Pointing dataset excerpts
══════════
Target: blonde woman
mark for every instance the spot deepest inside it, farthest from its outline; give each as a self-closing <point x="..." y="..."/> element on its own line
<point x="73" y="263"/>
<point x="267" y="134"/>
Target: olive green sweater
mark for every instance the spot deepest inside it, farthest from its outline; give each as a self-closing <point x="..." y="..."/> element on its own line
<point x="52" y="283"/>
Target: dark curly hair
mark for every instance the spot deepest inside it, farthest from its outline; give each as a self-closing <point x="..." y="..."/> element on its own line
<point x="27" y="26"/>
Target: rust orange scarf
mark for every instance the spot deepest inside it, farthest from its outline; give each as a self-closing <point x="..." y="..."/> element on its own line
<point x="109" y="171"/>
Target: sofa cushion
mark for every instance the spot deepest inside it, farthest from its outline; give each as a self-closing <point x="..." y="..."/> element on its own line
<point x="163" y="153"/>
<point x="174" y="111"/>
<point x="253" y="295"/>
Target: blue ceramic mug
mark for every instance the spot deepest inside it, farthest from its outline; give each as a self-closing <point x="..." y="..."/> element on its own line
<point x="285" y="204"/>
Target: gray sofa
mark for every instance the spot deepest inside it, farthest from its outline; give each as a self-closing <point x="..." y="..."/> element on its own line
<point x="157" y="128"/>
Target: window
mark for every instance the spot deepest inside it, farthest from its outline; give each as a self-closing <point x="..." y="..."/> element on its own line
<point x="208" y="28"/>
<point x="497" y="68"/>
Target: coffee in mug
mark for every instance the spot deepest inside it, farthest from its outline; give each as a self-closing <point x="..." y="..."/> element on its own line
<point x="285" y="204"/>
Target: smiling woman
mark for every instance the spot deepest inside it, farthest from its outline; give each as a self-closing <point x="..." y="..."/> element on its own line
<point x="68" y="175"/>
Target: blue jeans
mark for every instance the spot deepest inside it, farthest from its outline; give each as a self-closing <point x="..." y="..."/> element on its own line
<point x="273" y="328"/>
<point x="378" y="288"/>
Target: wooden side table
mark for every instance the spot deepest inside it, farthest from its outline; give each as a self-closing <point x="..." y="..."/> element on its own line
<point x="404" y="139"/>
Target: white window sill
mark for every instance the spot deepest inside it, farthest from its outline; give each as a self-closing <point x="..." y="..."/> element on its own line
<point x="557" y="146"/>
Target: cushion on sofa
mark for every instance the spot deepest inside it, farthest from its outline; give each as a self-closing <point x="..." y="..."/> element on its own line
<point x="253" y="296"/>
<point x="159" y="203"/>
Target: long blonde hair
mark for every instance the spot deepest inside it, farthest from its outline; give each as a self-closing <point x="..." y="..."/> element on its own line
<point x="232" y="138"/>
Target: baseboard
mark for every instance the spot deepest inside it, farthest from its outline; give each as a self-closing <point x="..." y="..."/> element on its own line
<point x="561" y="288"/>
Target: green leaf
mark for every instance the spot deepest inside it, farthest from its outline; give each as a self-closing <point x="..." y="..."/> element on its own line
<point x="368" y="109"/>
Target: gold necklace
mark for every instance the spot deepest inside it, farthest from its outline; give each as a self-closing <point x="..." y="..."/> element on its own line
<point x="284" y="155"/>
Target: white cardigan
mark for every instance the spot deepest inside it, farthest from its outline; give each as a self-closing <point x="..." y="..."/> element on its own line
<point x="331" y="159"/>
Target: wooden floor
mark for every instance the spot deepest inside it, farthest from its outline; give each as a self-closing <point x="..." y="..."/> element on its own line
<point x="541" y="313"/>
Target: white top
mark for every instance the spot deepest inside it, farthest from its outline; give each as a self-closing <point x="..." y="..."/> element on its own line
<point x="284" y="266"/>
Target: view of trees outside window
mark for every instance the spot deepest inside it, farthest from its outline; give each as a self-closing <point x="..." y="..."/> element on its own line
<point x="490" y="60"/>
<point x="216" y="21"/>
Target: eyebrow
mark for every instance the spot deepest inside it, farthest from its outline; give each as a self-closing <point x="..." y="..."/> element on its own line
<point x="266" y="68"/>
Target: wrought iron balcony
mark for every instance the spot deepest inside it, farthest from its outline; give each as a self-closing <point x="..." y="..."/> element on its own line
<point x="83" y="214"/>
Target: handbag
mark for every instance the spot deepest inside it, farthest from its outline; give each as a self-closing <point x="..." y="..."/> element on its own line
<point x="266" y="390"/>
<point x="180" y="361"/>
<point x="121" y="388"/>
══════════
** REQUIREMENTS **
Extract the data in full. Keep it word for word.

** COMPLETE OUTPUT **
Target: blonde woman
mark for every instance the spot deepest inside it, farthest from its outline; give each as a self-closing <point x="..." y="..."/> element on its own line
<point x="73" y="263"/>
<point x="267" y="134"/>
Target: olive green sweater
mark for every instance the spot deepest inside it, farthest from its outline; give each as a self-closing <point x="..." y="..."/> element on its own line
<point x="52" y="283"/>
Target: dark curly hair
mark for every instance the spot deepest inside it, farthest from its outline; give each as a self-closing <point x="..." y="..."/> element on its own line
<point x="27" y="26"/>
Target: rust orange scarf
mark for every instance the spot deepest inside it, farthest from its outline; give each as a self-closing <point x="..." y="..."/> element on its own line
<point x="109" y="171"/>
Target: sofa cushion
mark for every instance the spot deepest inside it, farthest from its outline; give each as a self-closing <point x="..." y="..."/> element on its own line
<point x="163" y="153"/>
<point x="174" y="111"/>
<point x="253" y="295"/>
Target: blue ceramic mug
mark for every instance the spot deepest inside it, farthest from its outline; give each as a self-closing <point x="..." y="..."/> element on its own line
<point x="285" y="204"/>
Target: gray sofa
mark for every instance the spot deepest inside it, farthest from its outline; give each as a self-closing <point x="..." y="..."/> element on its own line
<point x="157" y="128"/>
Target: window
mark for every instance the spot deepest inside it, farthest from its outline; give each as a self-closing <point x="..." y="..."/> element on its own line
<point x="208" y="28"/>
<point x="497" y="68"/>
Target: coffee in mug
mark for every instance the spot deepest inside it, farthest from its outline; give each as a self-closing <point x="..." y="..."/> element on its own line
<point x="285" y="204"/>
Target: smiling woman
mark for every instance the spot deepest inside it, farthest from its outline; give each as a self-closing <point x="..." y="..."/> element on its own line
<point x="68" y="175"/>
Target: blue jeans
mark for every instance the spot deepest inside it, farthest from its outline; give each as a self-closing <point x="..." y="..."/> element on its own line
<point x="273" y="328"/>
<point x="378" y="288"/>
Target: wooden side table
mark for every instance the spot deepest inside it, farthest from its outline; give each as a self-closing <point x="..." y="..."/> element on its own line
<point x="404" y="139"/>
Target: white window sill
mark for every instance the spot deepest inside it, farthest from its outline; give each as a self-closing <point x="..." y="..."/> element on its own line
<point x="557" y="146"/>
Target: cushion on sofa
mark for every instance the spot deepest inside it, farthest from its outline; give each as a self-closing <point x="..." y="..."/> element on its own line
<point x="253" y="296"/>
<point x="159" y="203"/>
Target: long blonde hair
mark for every instance the spot deepest inside it, farthest from its outline; give each as a self-closing <point x="..." y="..."/> element on its own line
<point x="232" y="138"/>
Target: baseboard
mark for every instance the spot deepest inside it, farthest from its outline; give each as a self-closing <point x="..." y="..."/> element on its own line
<point x="561" y="288"/>
Target: green leaf
mark for every instance the spot deepest inside it, farthest from its outline; give each as a self-closing <point x="..." y="..."/> element on its own line
<point x="368" y="109"/>
Target: gold necklace
mark for every instance the spot deepest inside it, farthest from its outline; give each as a self-closing <point x="..." y="..."/> element on its own line
<point x="284" y="155"/>
Target: white cardigan
mark for every instance the spot deepest inside it, farthest from its outline; give each as a self-closing <point x="..." y="..."/> element on its own line
<point x="331" y="159"/>
Target: wooden floor
mark for every instance the spot deepest inside it, farthest from its outline; give each as a self-closing <point x="..." y="..."/> element on its own line
<point x="541" y="313"/>
Target: white top
mark for every instance the spot deepest inside it, farthest from its outline; give each as a self-closing <point x="..." y="..."/> element on its own line
<point x="284" y="266"/>
Target: view of trees outside window
mark for every instance the spot deepest inside it, farthest from its outline; give each as a self-closing <point x="..." y="..."/> element on its own line
<point x="490" y="60"/>
<point x="216" y="21"/>
Target: eyebrow
mark for every instance the spot deepest inside it, farthest from its outline; give each as a self-closing <point x="..." y="..."/> element on its own line
<point x="266" y="68"/>
Target: wrought iron balcony
mark for every instance the spot deepest inside it, farthest from its outline; give each as a self-closing <point x="..." y="..."/> element on its own line
<point x="83" y="214"/>
Target: handbag
mark for every instance the spot deepest inside it, farthest from its outline; give each as a self-closing <point x="..." y="..."/> element on its own line
<point x="266" y="390"/>
<point x="180" y="361"/>
<point x="121" y="388"/>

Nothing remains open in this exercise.